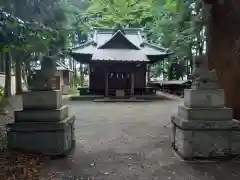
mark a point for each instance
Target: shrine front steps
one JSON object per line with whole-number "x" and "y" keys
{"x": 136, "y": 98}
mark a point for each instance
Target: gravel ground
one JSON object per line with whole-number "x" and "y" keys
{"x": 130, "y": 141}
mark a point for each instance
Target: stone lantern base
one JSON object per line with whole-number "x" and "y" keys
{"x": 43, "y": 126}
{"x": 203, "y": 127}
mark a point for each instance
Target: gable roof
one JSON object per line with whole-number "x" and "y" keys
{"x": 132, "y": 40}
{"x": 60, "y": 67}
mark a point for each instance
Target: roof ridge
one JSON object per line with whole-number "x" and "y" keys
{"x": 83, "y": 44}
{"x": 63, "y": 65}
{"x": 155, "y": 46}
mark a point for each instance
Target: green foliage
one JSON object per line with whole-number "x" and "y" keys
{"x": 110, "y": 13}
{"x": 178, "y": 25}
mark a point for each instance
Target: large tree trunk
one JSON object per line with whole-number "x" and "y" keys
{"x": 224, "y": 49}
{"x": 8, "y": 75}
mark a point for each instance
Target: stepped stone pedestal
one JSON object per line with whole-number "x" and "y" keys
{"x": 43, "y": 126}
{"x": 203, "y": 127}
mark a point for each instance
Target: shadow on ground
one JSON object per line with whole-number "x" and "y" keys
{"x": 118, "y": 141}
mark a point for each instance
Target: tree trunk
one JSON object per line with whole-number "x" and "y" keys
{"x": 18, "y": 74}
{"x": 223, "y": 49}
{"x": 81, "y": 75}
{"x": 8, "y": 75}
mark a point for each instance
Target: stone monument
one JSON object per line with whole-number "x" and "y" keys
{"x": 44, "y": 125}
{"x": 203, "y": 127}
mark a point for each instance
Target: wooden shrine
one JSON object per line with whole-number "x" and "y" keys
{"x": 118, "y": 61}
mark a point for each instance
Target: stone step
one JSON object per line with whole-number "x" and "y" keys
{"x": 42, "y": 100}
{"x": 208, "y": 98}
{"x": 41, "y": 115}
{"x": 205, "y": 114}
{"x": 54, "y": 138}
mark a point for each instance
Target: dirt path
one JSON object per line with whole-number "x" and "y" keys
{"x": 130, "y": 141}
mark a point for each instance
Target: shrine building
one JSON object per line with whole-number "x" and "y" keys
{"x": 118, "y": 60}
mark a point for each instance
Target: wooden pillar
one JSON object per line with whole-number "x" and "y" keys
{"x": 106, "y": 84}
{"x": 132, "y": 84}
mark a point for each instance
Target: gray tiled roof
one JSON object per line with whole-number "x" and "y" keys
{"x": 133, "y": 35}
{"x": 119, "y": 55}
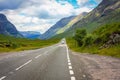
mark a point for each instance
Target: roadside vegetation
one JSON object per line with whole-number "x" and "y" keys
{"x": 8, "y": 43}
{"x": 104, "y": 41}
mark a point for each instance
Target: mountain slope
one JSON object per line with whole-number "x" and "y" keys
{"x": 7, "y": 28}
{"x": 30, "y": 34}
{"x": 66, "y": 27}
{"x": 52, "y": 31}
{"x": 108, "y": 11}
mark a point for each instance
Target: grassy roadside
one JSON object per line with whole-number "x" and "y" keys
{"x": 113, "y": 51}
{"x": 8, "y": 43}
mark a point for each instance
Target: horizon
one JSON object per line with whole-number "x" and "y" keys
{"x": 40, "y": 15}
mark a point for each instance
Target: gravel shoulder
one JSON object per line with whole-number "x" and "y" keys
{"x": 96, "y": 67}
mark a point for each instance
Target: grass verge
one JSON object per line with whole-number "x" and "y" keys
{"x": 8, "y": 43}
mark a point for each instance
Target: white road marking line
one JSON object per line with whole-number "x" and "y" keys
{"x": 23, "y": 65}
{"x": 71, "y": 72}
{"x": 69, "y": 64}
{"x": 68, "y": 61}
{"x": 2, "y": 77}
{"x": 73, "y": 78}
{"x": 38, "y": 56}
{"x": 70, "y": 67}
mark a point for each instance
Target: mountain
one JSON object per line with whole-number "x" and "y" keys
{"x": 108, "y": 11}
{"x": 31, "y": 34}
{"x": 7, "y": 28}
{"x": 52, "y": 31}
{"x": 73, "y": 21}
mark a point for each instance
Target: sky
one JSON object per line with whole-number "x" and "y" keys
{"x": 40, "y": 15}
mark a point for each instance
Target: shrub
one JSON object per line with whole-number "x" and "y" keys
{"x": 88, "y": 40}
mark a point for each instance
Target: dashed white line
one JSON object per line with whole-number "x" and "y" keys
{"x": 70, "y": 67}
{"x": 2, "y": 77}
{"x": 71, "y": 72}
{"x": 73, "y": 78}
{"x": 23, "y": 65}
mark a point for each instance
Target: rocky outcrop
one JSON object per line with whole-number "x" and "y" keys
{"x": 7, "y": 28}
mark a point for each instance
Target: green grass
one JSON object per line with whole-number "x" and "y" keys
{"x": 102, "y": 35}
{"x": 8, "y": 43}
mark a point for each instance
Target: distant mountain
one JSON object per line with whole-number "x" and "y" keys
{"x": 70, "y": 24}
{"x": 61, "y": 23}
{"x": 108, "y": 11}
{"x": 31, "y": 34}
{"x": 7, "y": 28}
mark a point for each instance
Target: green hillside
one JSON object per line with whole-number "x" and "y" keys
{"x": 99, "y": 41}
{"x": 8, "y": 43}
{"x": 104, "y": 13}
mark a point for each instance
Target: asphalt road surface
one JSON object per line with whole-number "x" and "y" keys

──────────

▶ _WHAT THE EXERCISE ASKS_: Please reproduce the entries above exactly, omitting every picture.

▶ _ANSWER BELOW_:
mark a point for each instance
Target: shrine front steps
one JSON object per line with whole-number "x" and "y" keys
{"x": 136, "y": 98}
mark a point for each instance
Target: gravel ground
one JSON object per line with whole-number "x" and "y" keys
{"x": 130, "y": 141}
mark a point for each instance
Target: stone lantern base
one JSON object per line with whole-number "x" and "y" keys
{"x": 43, "y": 126}
{"x": 203, "y": 127}
mark a point for each instance
Target: gable roof
one JSON object per line with whole-number "x" and "y" keys
{"x": 132, "y": 40}
{"x": 60, "y": 67}
mark a point for each instance
Target: roof ridge
one JSON object per line with whole-number "x" and "y" keys
{"x": 83, "y": 44}
{"x": 63, "y": 65}
{"x": 155, "y": 46}
mark a point for each instance
Target: green foliage
one JSON object per line with whole-number "x" and "y" keys
{"x": 110, "y": 13}
{"x": 178, "y": 25}
mark a point for each instance
Target: large tree trunk
one JSON object per line with whole-number "x" and "y" keys
{"x": 224, "y": 49}
{"x": 8, "y": 75}
mark a point for each instance
Target: stepped stone pedestal
one JSON object per line with whole-number "x" and "y" keys
{"x": 43, "y": 126}
{"x": 203, "y": 127}
mark a point for each instance
Target: shadow on ground
one JSON object per line with whole-number "x" and "y" keys
{"x": 118, "y": 141}
mark a point for each instance
Target: tree trunk
one JSON object per line with whole-number "x" and "y" keys
{"x": 18, "y": 74}
{"x": 223, "y": 49}
{"x": 81, "y": 75}
{"x": 8, "y": 75}
mark a point for each instance
Target: stone monument
one JSON object per line with whole-number "x" and "y" keys
{"x": 44, "y": 125}
{"x": 203, "y": 127}
mark a point for each instance
Target: wooden shrine
one JSON object per line with whole-number "x" and "y" keys
{"x": 118, "y": 61}
mark a point for each instance
Target: stone step
one JSON object per line with whole-number "x" and "y" keys
{"x": 42, "y": 100}
{"x": 208, "y": 98}
{"x": 41, "y": 115}
{"x": 205, "y": 114}
{"x": 54, "y": 138}
mark a point for each instance
Target: dirt path
one JSON object per line with whole-number "x" and "y" keys
{"x": 130, "y": 141}
mark a point for each instance
Target: shrine building
one JSON object per line with whole-number "x" and "y" keys
{"x": 118, "y": 60}
mark a point for each instance
Target: wooden pillar
one JSON object per line with whole-number "x" and "y" keys
{"x": 106, "y": 84}
{"x": 132, "y": 84}
mark a point for each instance
Target: gray tiled roof
one JSON object per line with whole-number "x" and "y" keys
{"x": 133, "y": 35}
{"x": 119, "y": 55}
mark a point for each instance
Target: roadside vegetation
one JSON object per line with whole-number "x" and "y" keys
{"x": 8, "y": 43}
{"x": 104, "y": 41}
mark a point for each instance
Target: mountain slope
one JSON object per line with whole-number "x" and "y" keys
{"x": 7, "y": 28}
{"x": 30, "y": 34}
{"x": 66, "y": 27}
{"x": 52, "y": 31}
{"x": 108, "y": 11}
mark a point for each instance
Target: grassy roadside
one JSON object per line with whole-number "x" and "y" keys
{"x": 113, "y": 51}
{"x": 8, "y": 43}
mark a point for each instance
Target: horizon
one JSON object per line with whole-number "x" and "y" keys
{"x": 40, "y": 15}
mark a point for each instance
Target: gravel shoulder
one JSON object per line with whole-number "x" and "y" keys
{"x": 96, "y": 67}
mark a point for each instance
Target: grass verge
one JSON object per line with whole-number "x" and "y" keys
{"x": 8, "y": 43}
mark a point for each instance
Target: white road marking line
one JSON object per line with whole-number "x" and "y" keys
{"x": 23, "y": 65}
{"x": 71, "y": 72}
{"x": 69, "y": 64}
{"x": 68, "y": 61}
{"x": 2, "y": 77}
{"x": 73, "y": 78}
{"x": 38, "y": 56}
{"x": 70, "y": 67}
mark a point for each instance
Target: mountain
one JSON object per line with whole-number "x" and "y" keys
{"x": 108, "y": 11}
{"x": 31, "y": 34}
{"x": 7, "y": 28}
{"x": 52, "y": 31}
{"x": 73, "y": 21}
mark a point for each instance
Target: sky
one JSON object per line with whole-number "x" and "y" keys
{"x": 40, "y": 15}
mark a point for each instance
Target: shrub
one JSON object per line with whole-number "x" and "y" keys
{"x": 88, "y": 40}
mark a point for each instance
Target: dashed white line
one JSON object per line with whole-number "x" and "y" keys
{"x": 70, "y": 67}
{"x": 2, "y": 77}
{"x": 71, "y": 72}
{"x": 73, "y": 78}
{"x": 23, "y": 65}
mark a point for each instance
Target: rocky outcrop
one JSON object per line with whole-number "x" and "y" keys
{"x": 7, "y": 28}
mark a point for each instance
Target: green grass
one JSON object per line with whole-number "x" and "y" keys
{"x": 102, "y": 35}
{"x": 8, "y": 43}
mark a point for each instance
Target: distant mountain
one JSON object per line with whole-number "x" and "y" keys
{"x": 70, "y": 24}
{"x": 61, "y": 23}
{"x": 108, "y": 11}
{"x": 31, "y": 34}
{"x": 7, "y": 28}
mark a point for each instance
Target: green hillside
one JSON object per line with whole-number "x" and "y" keys
{"x": 99, "y": 41}
{"x": 8, "y": 43}
{"x": 104, "y": 13}
mark a point for each instance
Target: asphalt road surface
one JSON object per line with whole-number "x" and "y" keys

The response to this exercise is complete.